Elles n’ont parfois que 15 ou 16 ans. Destinées à un homme qu’elles n’ont pas choisi, elles rêvent de mots doux susurrés et de baisers volés. Alors elles couchent leurs rêves sur de petits cahiers. Elles les transforment en histoires d’amour, en amants imaginaires, en rencontres manquées. Des fictions à l’eau de rose vendues sur les étals des marchés à la poussière ocre.
Ces romances, appelées littattafan soyayya, se sont développées depuis les années 1980 dans le nord musulman du Nigeria, là où la secte Boko Haram perpétue régulièrement des attentats. Certaines petites écrivaines, audacieuses, dénoncent les mariages précoces et appellent à l’éducation des jeunes filles. La plupart, prudentes, voire conservatrices, décrivent la vie ordinaire, l’arrivée d’un enfant, le lait d’un sein qui se tarit. Leurs fictions racontent l’intimité des maisons, les attentes d’un mari, la douleur provoquée par une infidélité, les conflits entre épouses dans une famille polygame.
Écrire sert d’échappatoire. Enfermées à la maison, censurées par la hisba, la police islamique de la moralité, elles se glissent dans la peau d’autres personnages. Et c’est l’amour, la mélancolie, l’espoir, le désir de liberté qui jaillissent sous leurs lettres rondes. Dans tout le Sahel, on dévore ces romances bon marché dans le taxi, à la maison. Les écrivaines laissent leur numéro de téléphone au dos et reçoivent des appels de fans, reconnaissants de ces pages d’humanité partagée.

* [ENTRÉES ENREGISTRÉES]
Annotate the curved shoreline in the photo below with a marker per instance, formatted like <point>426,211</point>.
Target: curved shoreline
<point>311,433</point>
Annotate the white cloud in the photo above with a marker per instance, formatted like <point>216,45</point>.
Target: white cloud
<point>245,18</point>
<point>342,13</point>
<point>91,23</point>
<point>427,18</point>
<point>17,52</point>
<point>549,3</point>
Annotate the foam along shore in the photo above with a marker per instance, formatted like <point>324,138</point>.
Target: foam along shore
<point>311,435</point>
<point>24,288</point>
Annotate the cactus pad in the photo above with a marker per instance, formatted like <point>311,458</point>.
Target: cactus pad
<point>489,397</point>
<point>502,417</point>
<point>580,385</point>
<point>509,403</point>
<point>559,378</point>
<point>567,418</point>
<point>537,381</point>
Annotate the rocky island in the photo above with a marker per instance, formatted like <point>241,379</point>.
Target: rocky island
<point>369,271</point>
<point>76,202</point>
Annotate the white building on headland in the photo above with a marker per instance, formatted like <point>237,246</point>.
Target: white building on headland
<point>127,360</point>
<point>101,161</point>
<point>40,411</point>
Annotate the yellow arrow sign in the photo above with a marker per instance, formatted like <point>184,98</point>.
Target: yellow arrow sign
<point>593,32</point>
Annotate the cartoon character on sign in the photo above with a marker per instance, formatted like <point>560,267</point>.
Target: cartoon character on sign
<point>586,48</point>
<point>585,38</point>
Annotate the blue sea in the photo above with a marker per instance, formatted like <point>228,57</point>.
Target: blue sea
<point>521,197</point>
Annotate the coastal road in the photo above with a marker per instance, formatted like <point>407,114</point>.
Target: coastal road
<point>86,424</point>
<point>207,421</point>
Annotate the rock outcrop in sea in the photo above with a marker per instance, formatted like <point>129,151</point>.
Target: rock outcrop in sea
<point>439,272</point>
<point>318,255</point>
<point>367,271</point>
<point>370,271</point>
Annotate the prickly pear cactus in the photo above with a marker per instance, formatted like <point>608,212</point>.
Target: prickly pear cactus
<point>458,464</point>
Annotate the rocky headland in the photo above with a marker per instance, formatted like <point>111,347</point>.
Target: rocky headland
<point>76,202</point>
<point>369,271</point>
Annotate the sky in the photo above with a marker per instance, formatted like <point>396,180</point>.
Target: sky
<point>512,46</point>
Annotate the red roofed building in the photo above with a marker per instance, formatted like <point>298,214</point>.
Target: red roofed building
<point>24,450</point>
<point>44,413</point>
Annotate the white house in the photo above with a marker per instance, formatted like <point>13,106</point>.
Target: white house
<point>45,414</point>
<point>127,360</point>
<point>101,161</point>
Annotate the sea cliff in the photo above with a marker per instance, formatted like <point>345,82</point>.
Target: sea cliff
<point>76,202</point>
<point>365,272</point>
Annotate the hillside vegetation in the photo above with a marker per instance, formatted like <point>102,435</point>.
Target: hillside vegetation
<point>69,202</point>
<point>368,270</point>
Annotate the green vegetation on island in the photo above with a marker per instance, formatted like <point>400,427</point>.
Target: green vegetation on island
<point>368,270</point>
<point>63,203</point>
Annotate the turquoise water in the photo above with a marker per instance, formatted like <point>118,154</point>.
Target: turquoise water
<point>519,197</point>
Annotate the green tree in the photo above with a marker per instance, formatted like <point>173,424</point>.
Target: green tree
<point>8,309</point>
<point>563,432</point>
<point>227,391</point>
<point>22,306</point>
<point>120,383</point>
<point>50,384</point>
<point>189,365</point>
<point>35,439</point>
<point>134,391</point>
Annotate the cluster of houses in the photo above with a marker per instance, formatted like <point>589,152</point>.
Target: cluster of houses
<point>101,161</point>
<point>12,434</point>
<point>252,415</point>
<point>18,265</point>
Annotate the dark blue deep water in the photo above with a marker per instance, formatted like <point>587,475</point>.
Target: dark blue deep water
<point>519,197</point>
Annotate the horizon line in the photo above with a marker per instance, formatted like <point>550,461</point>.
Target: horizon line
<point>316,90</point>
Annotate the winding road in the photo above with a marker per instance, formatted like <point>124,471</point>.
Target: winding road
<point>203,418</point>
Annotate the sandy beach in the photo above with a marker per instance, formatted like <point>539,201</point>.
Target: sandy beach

* [OBJECTIFS]
a: D'après l'extrait, pourquoi l'écriture sert-elle d'échappatoire à ces jeunes femmes ? Répondez en une à trois phrases.
b: Recopiez le passage de l'extrait qui commence aux mots « Ces romances, appelées » et s'arrête après « une famille polygame. », en substituant « unions précoces » à « mariages précoces ».
Les entrées n'ont aucun rapport avec l'extrait.

* [CORRIGÉ DES EXERCICES]
a: Enfermées à la maison et censurées par la hisba, la police islamique de la moralité, elles peuvent, en écrivant, se glisser dans la peau d'autres personnages. L'amour, la mélancolie, l'espoir et le désir de liberté jaillissent alors sous leurs lettres rondes.

b:
Ces romances, appelées littattafan soyayya, se sont développées depuis les années 1980 dans le nord musulman du Nigeria, là où la secte Boko Haram perpétue régulièrement des attentats. Certaines petites écrivaines, audacieuses, dénoncent les unions précoces et appellent à l’éducation des jeunes filles. La plupart, prudentes, voire conservatrices, décrivent la vie ordinaire, l’arrivée d’un enfant, le lait d’un sein qui se tarit. Leurs fictions racontent l’intimité des maisons, les attentes d’un mari, la douleur provoquée par une infidélité, les conflits entre épouses dans une famille polygame.